*What to produce:* Look in the listing below for the line that has "of the blurred", then return it and each following line up to and including the one with "of the catch", exactly and without pictures.

Records provided: Begin

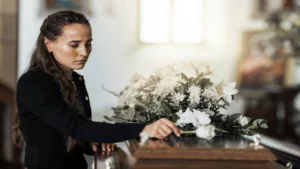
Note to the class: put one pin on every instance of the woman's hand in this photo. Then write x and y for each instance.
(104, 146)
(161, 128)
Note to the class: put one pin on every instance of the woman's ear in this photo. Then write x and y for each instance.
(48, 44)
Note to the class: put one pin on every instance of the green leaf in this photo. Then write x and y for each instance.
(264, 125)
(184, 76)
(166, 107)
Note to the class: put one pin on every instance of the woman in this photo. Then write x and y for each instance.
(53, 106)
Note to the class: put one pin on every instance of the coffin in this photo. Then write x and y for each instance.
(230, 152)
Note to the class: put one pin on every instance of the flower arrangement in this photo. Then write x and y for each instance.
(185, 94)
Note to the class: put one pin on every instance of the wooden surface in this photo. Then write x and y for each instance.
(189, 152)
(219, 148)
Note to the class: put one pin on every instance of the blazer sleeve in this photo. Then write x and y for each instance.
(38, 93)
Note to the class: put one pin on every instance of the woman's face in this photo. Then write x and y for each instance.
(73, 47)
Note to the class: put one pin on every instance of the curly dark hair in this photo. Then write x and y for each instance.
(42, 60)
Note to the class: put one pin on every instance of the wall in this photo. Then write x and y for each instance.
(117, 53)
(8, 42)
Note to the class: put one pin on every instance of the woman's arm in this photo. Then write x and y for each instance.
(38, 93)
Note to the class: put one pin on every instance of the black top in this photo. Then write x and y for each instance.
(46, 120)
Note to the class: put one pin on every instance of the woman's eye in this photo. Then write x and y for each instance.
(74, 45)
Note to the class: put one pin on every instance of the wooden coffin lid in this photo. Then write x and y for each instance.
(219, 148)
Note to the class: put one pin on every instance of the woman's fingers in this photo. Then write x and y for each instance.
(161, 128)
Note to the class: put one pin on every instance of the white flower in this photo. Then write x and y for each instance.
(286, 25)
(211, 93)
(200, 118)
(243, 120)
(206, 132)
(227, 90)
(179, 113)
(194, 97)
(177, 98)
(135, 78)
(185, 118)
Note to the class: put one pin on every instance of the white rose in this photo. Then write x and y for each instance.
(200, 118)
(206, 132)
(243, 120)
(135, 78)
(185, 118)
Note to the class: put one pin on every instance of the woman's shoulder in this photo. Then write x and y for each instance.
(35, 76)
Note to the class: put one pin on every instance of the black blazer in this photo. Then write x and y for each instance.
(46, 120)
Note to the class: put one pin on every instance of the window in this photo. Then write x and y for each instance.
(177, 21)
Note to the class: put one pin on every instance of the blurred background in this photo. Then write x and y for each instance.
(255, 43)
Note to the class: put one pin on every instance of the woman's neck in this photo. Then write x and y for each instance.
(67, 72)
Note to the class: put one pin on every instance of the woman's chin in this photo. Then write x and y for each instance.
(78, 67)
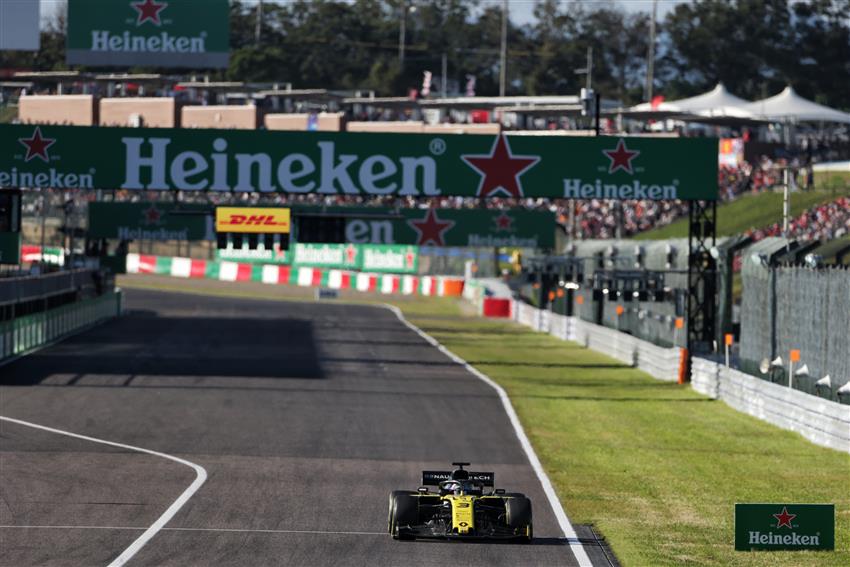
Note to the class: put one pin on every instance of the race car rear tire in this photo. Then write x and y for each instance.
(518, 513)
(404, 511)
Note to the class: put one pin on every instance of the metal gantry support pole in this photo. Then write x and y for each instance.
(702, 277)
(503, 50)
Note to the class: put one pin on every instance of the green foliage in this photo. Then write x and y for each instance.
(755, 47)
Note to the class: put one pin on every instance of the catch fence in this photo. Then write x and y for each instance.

Records provided: End
Records provided: Begin

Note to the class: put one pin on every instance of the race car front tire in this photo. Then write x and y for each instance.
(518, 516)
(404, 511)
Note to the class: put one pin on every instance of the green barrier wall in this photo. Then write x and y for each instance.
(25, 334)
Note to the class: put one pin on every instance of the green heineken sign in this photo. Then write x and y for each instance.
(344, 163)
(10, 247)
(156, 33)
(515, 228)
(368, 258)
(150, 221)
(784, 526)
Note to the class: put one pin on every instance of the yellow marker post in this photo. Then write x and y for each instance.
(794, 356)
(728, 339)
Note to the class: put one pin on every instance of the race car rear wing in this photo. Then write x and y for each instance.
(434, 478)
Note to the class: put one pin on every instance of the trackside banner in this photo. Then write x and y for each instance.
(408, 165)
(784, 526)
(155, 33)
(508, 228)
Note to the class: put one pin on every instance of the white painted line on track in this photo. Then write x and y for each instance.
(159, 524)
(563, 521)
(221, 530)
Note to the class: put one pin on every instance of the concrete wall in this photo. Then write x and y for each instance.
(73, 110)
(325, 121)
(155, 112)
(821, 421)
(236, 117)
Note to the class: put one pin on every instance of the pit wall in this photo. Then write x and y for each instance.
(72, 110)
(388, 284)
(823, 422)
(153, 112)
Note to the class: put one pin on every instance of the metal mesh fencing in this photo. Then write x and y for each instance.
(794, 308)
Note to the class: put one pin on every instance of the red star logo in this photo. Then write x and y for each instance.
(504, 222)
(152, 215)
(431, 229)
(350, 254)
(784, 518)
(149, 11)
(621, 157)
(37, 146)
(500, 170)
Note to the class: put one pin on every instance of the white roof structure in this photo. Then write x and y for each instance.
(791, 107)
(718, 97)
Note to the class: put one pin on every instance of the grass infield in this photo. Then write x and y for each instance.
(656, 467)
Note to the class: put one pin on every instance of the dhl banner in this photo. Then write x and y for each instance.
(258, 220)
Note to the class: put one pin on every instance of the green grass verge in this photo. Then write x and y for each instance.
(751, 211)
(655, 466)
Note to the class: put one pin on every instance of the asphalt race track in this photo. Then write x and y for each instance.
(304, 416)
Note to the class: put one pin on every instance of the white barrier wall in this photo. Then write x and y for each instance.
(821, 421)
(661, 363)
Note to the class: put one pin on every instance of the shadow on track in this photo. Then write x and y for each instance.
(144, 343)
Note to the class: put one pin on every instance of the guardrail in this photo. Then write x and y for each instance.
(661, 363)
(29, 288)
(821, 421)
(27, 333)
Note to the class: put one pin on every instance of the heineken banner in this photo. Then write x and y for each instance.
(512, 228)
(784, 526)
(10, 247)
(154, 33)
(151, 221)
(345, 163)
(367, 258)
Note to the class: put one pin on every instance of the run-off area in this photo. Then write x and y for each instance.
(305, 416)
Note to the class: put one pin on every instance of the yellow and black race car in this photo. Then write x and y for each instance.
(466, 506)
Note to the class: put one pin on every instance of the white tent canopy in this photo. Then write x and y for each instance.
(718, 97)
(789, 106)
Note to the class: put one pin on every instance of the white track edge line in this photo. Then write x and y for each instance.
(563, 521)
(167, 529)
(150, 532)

Records provided: End

*Response to the task:*
Note to the class: put one pin on every instance of the blurred background in this photo. Then write x and y for each instance.
(255, 43)
Note to the class: put one pin on every instance of the woman's neck in this photo. Then write x and y for each instance.
(67, 72)
Note to the class: put one pin on every instance of the woman's chin in this photo. Then write x and y for each instance.
(78, 67)
Note to the class: put one pin on every instance of the race car rear tire in this photo. Then write x and y for each instance.
(518, 513)
(404, 511)
Note to the class: put one pin on every instance of the metal gantry support pole in this photo. Then write x and y for each instance.
(702, 277)
(503, 50)
Note to the class: put one pin on every instance of the green foliage in this photo. Then write x and y for each instance.
(755, 47)
Note to the class: put one pin on every instance of the catch fence in this photo. Then write x and y for each instance.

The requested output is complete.